WRITTEN EXERCISE:
Please count the lines in the records below that contain the word "wooden", and give only that number.

RECORDED DATA:
■ ■ ■ ■ ■ ■ ■
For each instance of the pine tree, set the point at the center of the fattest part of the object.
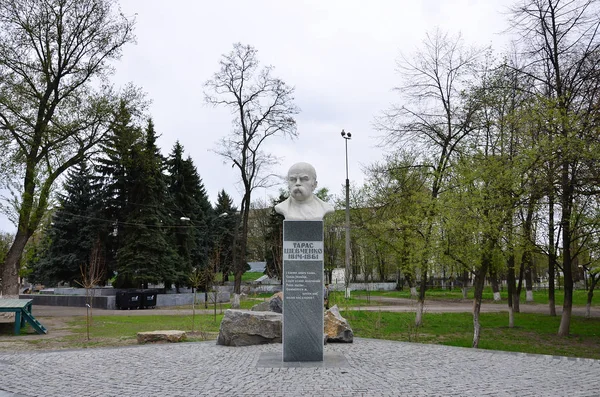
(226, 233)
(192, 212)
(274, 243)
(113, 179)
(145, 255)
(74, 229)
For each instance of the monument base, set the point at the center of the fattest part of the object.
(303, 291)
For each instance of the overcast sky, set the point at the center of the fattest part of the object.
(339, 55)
■ ■ ■ ■ ■ ■ ■
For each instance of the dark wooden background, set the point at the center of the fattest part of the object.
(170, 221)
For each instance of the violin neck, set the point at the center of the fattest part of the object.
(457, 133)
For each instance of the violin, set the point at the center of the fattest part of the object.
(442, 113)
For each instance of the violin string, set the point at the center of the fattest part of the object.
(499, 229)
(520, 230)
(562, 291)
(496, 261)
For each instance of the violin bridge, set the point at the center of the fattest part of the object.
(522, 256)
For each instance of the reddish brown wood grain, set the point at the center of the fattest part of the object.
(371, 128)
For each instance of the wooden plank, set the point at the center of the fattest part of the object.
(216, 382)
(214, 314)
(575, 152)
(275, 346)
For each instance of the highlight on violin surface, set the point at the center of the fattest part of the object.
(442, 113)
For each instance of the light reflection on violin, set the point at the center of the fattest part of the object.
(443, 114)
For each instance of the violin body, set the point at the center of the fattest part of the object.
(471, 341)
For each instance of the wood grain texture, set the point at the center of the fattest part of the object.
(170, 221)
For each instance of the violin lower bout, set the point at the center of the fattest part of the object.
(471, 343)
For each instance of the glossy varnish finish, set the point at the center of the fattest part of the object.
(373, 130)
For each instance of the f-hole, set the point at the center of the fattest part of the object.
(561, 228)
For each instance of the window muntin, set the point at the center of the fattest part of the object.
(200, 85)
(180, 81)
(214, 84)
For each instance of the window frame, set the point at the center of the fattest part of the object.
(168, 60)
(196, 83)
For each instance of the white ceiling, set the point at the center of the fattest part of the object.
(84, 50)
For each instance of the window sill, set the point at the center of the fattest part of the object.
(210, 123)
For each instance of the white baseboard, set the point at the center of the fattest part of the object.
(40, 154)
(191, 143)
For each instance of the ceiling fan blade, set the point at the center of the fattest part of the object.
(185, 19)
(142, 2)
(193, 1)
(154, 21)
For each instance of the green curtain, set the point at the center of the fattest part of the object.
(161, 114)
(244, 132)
■ ■ ■ ■ ■ ■ ■
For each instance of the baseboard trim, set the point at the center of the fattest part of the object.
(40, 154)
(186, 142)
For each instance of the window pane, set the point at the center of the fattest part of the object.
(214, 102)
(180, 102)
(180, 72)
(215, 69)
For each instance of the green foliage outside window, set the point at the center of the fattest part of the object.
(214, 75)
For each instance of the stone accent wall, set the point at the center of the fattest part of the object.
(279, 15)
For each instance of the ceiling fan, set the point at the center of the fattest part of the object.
■ ■ ■ ■ ■ ■ ■
ANSWER:
2